_Task inputs_
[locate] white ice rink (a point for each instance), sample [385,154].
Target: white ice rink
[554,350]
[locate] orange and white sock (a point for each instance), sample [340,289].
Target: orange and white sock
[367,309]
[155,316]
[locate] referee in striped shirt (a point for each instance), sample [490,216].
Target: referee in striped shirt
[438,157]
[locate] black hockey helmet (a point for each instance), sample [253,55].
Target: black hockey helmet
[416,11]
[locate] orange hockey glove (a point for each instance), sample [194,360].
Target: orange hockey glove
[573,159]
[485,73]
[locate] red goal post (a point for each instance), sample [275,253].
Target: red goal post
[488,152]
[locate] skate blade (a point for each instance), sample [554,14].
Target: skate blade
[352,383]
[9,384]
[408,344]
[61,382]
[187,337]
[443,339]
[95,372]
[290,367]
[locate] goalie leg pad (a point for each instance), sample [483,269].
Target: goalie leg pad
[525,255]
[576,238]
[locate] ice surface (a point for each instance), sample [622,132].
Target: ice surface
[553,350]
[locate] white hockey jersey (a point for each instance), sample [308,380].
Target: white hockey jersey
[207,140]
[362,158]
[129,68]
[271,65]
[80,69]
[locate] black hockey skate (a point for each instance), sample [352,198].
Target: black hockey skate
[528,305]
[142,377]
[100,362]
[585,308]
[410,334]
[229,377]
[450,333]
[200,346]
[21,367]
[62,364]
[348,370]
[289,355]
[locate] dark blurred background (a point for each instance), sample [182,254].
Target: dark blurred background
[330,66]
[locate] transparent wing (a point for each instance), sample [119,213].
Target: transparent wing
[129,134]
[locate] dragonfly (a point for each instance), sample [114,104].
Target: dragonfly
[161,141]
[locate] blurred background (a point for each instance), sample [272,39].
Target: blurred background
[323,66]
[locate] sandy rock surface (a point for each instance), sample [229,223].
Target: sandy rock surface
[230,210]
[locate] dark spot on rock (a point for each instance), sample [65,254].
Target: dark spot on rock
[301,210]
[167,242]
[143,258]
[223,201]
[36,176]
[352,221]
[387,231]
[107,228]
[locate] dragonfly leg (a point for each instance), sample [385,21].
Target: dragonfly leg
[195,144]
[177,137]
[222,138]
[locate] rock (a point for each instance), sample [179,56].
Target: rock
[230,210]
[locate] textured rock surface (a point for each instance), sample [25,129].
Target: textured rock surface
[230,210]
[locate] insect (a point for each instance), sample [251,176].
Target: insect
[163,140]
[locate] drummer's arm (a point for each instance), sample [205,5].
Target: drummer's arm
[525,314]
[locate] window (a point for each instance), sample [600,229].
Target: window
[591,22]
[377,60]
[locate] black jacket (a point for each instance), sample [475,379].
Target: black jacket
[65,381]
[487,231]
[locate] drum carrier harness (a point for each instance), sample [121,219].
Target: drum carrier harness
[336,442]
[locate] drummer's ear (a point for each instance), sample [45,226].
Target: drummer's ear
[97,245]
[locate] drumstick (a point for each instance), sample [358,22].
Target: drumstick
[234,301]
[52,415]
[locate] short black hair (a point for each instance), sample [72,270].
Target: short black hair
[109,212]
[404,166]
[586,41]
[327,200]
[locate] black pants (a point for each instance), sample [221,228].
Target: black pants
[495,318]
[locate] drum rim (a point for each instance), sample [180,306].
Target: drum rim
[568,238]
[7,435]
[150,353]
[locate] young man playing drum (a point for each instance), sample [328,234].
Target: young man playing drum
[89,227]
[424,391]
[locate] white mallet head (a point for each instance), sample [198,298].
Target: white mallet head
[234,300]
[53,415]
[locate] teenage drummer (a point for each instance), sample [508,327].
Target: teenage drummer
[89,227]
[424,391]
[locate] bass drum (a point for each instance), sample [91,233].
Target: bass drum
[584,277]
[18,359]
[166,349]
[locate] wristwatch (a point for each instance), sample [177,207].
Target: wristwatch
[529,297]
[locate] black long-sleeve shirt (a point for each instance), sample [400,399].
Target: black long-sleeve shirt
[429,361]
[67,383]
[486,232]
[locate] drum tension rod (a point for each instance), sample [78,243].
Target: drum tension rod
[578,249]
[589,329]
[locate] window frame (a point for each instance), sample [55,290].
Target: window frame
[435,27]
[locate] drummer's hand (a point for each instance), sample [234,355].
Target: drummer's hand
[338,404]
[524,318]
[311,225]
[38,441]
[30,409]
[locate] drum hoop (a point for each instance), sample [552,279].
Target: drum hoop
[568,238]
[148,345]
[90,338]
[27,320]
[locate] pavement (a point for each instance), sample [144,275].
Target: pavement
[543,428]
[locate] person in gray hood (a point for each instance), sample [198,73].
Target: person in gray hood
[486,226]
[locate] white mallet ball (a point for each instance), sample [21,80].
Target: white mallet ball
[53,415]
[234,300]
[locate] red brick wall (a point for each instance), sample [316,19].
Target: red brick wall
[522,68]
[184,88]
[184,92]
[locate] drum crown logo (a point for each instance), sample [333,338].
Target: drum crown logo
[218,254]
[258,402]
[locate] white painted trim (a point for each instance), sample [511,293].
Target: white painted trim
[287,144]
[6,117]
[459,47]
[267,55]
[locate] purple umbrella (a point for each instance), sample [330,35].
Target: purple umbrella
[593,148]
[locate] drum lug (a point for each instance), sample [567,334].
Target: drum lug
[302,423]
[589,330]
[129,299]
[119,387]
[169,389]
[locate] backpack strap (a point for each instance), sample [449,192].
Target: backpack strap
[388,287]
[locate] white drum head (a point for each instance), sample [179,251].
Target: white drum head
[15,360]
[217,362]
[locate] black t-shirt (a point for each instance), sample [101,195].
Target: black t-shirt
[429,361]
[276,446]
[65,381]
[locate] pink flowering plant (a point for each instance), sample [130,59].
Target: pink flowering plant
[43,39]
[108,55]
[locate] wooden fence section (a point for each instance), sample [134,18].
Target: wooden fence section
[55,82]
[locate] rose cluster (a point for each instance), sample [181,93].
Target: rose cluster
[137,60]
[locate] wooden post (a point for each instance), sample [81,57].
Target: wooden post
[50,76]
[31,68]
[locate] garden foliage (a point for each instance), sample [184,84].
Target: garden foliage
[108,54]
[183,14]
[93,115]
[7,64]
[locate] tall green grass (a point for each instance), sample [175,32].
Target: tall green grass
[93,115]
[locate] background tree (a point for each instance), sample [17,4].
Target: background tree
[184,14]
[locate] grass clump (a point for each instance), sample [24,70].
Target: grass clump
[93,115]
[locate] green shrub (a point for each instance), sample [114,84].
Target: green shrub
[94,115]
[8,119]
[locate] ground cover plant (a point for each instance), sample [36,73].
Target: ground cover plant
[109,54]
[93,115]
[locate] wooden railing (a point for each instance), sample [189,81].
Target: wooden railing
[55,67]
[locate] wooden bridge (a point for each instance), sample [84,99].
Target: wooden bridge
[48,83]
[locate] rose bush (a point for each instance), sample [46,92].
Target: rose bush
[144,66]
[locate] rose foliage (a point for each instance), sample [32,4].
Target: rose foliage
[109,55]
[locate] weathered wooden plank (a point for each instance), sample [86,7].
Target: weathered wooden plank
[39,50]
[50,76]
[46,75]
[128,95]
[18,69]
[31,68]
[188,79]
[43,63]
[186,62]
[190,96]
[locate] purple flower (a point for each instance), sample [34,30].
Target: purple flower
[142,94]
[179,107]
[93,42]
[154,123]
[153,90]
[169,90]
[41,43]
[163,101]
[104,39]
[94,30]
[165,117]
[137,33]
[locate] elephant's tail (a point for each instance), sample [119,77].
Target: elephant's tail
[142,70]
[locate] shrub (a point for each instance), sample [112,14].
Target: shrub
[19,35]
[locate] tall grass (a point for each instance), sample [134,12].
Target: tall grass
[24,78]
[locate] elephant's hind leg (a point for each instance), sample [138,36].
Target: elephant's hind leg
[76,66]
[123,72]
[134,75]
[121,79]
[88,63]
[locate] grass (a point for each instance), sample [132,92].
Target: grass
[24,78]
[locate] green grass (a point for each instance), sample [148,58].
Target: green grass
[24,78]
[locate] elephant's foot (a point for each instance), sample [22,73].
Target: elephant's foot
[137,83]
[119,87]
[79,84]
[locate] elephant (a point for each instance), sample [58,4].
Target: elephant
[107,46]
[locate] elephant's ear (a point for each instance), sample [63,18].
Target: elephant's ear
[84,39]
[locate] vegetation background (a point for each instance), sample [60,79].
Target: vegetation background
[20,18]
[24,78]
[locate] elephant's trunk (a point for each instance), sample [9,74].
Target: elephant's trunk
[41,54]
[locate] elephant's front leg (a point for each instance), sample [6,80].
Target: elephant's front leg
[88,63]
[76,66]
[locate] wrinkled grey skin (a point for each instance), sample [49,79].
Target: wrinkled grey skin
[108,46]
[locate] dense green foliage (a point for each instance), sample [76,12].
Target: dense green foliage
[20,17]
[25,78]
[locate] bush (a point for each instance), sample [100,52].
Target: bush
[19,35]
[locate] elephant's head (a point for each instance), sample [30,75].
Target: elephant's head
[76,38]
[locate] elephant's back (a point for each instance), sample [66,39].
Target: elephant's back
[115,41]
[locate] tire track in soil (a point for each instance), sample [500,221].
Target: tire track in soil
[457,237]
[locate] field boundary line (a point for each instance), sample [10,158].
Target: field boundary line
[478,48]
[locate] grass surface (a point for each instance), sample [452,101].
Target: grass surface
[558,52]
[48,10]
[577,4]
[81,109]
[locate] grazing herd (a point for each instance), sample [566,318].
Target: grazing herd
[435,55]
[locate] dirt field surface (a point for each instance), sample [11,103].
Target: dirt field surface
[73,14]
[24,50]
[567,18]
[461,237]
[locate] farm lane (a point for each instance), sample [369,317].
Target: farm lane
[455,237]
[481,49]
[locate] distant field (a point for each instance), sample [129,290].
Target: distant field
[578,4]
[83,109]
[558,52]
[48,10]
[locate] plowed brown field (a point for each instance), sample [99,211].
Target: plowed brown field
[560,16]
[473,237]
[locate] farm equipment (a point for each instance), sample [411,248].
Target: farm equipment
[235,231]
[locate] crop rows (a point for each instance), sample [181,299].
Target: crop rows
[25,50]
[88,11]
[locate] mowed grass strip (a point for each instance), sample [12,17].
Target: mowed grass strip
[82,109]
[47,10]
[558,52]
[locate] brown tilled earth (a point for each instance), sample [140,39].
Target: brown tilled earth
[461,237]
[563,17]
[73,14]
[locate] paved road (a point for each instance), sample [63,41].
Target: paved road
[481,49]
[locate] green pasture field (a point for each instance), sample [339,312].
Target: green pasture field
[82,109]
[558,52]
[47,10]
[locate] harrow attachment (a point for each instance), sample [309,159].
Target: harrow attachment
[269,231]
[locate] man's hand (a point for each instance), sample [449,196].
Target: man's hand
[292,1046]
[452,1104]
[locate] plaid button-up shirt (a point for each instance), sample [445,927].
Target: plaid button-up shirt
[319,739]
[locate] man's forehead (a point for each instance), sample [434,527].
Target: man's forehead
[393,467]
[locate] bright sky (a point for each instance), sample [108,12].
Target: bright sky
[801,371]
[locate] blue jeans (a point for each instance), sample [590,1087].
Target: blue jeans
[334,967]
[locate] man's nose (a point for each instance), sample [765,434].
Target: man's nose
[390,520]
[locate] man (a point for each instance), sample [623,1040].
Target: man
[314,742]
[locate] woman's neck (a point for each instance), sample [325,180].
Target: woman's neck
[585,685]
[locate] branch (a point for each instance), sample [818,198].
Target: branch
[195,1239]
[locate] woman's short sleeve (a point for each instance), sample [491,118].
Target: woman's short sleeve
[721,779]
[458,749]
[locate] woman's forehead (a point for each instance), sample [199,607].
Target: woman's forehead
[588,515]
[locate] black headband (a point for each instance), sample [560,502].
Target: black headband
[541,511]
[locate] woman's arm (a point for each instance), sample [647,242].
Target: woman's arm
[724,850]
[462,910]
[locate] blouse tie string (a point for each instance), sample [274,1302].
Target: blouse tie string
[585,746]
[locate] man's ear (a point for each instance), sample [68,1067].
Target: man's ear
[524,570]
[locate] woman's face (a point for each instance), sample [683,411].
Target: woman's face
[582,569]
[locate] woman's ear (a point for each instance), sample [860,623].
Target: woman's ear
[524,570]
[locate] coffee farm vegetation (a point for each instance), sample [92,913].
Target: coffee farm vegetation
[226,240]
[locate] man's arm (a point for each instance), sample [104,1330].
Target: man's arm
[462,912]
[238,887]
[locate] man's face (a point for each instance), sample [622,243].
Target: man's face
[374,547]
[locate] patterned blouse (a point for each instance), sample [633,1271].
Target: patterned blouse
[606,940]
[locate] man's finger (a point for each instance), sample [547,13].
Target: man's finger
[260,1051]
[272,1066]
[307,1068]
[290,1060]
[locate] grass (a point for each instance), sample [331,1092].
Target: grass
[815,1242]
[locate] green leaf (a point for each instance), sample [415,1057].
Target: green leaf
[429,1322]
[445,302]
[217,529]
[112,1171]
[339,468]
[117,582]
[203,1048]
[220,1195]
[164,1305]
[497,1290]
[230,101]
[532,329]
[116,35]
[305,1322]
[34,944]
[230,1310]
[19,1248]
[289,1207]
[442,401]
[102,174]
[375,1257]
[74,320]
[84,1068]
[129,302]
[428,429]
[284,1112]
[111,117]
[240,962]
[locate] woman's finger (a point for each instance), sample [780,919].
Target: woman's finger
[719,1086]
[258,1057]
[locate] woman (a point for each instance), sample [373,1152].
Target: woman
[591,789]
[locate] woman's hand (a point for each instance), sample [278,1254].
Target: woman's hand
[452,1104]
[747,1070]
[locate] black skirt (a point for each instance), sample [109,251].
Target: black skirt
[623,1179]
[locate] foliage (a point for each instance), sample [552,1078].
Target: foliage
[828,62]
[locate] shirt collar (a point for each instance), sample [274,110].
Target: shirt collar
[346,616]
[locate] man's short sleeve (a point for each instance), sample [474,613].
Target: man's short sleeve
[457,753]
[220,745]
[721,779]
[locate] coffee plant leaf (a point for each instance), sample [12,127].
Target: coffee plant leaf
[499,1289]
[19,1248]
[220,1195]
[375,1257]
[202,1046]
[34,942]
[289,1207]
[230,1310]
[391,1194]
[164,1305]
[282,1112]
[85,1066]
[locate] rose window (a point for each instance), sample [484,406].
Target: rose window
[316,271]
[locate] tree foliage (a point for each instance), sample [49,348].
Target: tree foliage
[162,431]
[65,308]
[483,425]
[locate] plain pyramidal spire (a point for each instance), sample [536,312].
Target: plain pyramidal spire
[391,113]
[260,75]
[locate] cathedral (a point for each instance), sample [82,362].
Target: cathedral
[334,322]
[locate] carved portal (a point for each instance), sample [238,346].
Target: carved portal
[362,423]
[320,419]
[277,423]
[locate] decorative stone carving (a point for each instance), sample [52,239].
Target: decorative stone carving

_Written task_
Reproduce the lines of the entries above exactly, but only from the line containing "[locate] black skirt" through the final line.

_Expected answer_
[locate] black skirt (a point for each instance), sample [109,251].
Target: black skirt
[623,1179]
[locate] foliage (a point for each instance), sample [552,1078].
Target: foliage
[828,62]
[locate] shirt collar (a point for each instance), sample [274,110].
Target: shirt collar
[346,616]
[locate] man's short sleeve (a point for each instance), sample [474,613].
Target: man's short sleeve
[457,753]
[220,745]
[721,779]
[locate] coffee plant leaf (a point for each instance), sample [12,127].
Target: coffee plant leaf
[499,1289]
[19,1248]
[220,1195]
[375,1257]
[202,1046]
[34,942]
[289,1207]
[230,1310]
[391,1194]
[164,1305]
[282,1112]
[85,1066]
[locate] rose window (a point for each instance), sample [484,406].
Target: rose window
[316,271]
[locate] tree foliage (a point for each instance), sample [49,348].
Target: tree foliage
[162,431]
[65,308]
[483,425]
[locate] plain pyramidal spire (a point for each instance), sample [536,312].
Target: plain pyramidal spire
[391,113]
[260,75]
[locate] cathedral (a point for each instance), sample [82,362].
Target: cathedral
[334,322]
[locate] carved portal (a point for each instance), sample [238,346].
Target: carved portal
[362,423]
[320,419]
[277,423]
[locate] decorative stone carving (a point for each instance), sample [52,239].
Target: decorative stone carving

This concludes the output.